▶ _PROBLEM DETAILS_
Please write out every line of the records below as a numbered list, leaving out any blank lines.

-- begin EXERCISE INPUTS --

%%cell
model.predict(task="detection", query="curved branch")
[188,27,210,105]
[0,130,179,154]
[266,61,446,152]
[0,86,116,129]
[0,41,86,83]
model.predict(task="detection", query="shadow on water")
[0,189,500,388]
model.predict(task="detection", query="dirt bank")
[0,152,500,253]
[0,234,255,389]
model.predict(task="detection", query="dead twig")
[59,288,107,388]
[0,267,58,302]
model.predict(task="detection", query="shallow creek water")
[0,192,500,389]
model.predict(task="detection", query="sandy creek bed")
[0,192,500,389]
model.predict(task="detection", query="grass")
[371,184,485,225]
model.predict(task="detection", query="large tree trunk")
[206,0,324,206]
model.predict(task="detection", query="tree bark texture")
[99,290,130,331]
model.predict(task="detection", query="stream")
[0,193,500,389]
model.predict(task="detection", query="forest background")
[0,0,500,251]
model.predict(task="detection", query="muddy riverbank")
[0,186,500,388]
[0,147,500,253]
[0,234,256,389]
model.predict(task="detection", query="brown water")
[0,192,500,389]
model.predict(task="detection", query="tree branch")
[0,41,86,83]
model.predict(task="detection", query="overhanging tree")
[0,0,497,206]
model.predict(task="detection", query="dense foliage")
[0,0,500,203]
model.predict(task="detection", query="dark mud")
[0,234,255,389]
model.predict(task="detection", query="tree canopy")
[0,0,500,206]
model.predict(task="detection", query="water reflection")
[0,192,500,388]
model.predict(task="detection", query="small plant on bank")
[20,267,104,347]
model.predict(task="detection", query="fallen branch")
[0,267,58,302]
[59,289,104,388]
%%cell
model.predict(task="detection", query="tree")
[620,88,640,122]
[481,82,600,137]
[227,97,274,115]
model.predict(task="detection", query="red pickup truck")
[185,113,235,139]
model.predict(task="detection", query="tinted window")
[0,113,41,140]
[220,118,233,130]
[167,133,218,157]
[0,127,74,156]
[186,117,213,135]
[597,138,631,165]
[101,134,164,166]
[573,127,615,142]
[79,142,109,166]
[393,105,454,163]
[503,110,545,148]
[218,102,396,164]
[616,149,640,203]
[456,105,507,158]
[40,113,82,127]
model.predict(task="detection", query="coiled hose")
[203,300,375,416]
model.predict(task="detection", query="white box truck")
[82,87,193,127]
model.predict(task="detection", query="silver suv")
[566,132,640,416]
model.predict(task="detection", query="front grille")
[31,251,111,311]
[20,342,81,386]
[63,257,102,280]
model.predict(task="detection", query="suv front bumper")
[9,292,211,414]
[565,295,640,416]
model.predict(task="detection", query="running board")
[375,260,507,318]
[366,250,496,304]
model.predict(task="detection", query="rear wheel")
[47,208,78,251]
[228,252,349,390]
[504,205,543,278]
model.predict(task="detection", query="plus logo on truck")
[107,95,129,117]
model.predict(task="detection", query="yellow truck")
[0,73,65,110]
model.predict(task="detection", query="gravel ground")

-- end EXERCISE INPUTS --

▶ _EXERCISE RESPONSE_
1. %%cell
2. model.predict(task="detection", query="curved branch")
3. [188,27,210,105]
4. [0,130,179,154]
5. [266,61,446,152]
6. [0,86,116,129]
7. [0,41,86,83]
8. model.predict(task="detection", query="shadow on water")
9. [0,189,500,388]
10. model.predict(task="detection", query="dirt bank")
11. [0,152,500,253]
12. [0,234,255,389]
13. model.predict(task="detection", query="dead twig")
14. [59,288,107,388]
15. [0,267,58,302]
16. model.predict(task="detection", query="shallow creek water")
17. [0,192,500,389]
18. model.predict(task="detection", query="sandy creek bed")
19. [0,192,500,389]
20. model.predict(task="detection", query="grass")
21. [371,184,485,225]
22. model.predict(task="detection", query="large tree trunk")
23. [206,0,324,206]
24. model.predict(task="detection", query="tree bark texture")
25. [99,290,130,331]
26. model.predict(task="detection", query="stream")
27. [0,193,500,389]
28. model.predict(task="detection", query="forest background")
29. [0,0,500,251]
30. model.predict(task="detection", query="muddy riverbank")
31. [0,186,500,388]
32. [0,147,500,253]
33. [0,234,256,389]
34. model.predict(task="detection", query="brown water")
35. [0,192,500,389]
36. model.predict(task="detection", query="tree branch")
37. [0,41,86,83]
38. model.predict(task="detection", query="overhanging tree")
39. [0,0,497,206]
40. model.predict(task="detection", query="dense foliage")
41. [0,0,500,203]
42. model.predict(task="detection", query="dark mud")
43. [0,234,255,389]
44. model.predict(task="detection", query="tree canopy")
45. [0,0,500,206]
46. model.predict(task="detection", query="water reflection")
47. [0,192,500,388]
48. model.predict(task="detection", query="small plant on bank")
49. [20,267,104,347]
50. model.predict(task="detection", query="fallen branch")
51. [0,267,58,302]
52. [59,289,104,388]
53. %%cell
54. model.predict(task="detection", query="tree")
55. [620,88,640,122]
56. [481,82,600,137]
57. [227,97,274,115]
58. model.predict(task="detection", query="red pickup truck")
59. [185,113,235,139]
60. model.predict(task="detection", query="tinted window")
61. [0,113,41,140]
62. [220,118,233,130]
63. [167,133,218,157]
64. [0,127,74,156]
65. [186,117,213,135]
66. [597,138,631,165]
67. [101,134,164,166]
68. [573,127,615,142]
69. [79,142,109,166]
70. [393,105,454,163]
71. [503,110,545,148]
72. [218,102,396,164]
73. [616,149,640,203]
74. [456,105,507,158]
75. [40,113,82,127]
76. model.predict(task="detection", query="coiled hose")
77. [203,300,375,416]
78. model.predict(task="detection", query="white box truck")
79. [82,87,193,127]
80. model.predict(task="detection", query="silver suv")
81. [566,132,640,416]
82. model.predict(task="detection", query="front grille")
83. [31,251,111,311]
84. [20,342,81,386]
85. [63,257,102,280]
86. model.predict(task="detection", query="suv front bumper")
87. [9,292,211,414]
88. [565,295,640,416]
89. model.predict(task="detection", query="running board")
90. [375,260,507,318]
91. [366,250,496,304]
92. model.predict(task="detection", query="rear wheel")
93. [47,208,78,251]
94. [228,252,349,390]
95. [504,205,543,278]
96. model.predict(task="detection", query="plus logo on truck")
97. [107,95,129,117]
98. model.predict(task="detection", query="yellow truck")
99. [0,73,65,110]
100. model.predict(task="detection", query="gravel ground")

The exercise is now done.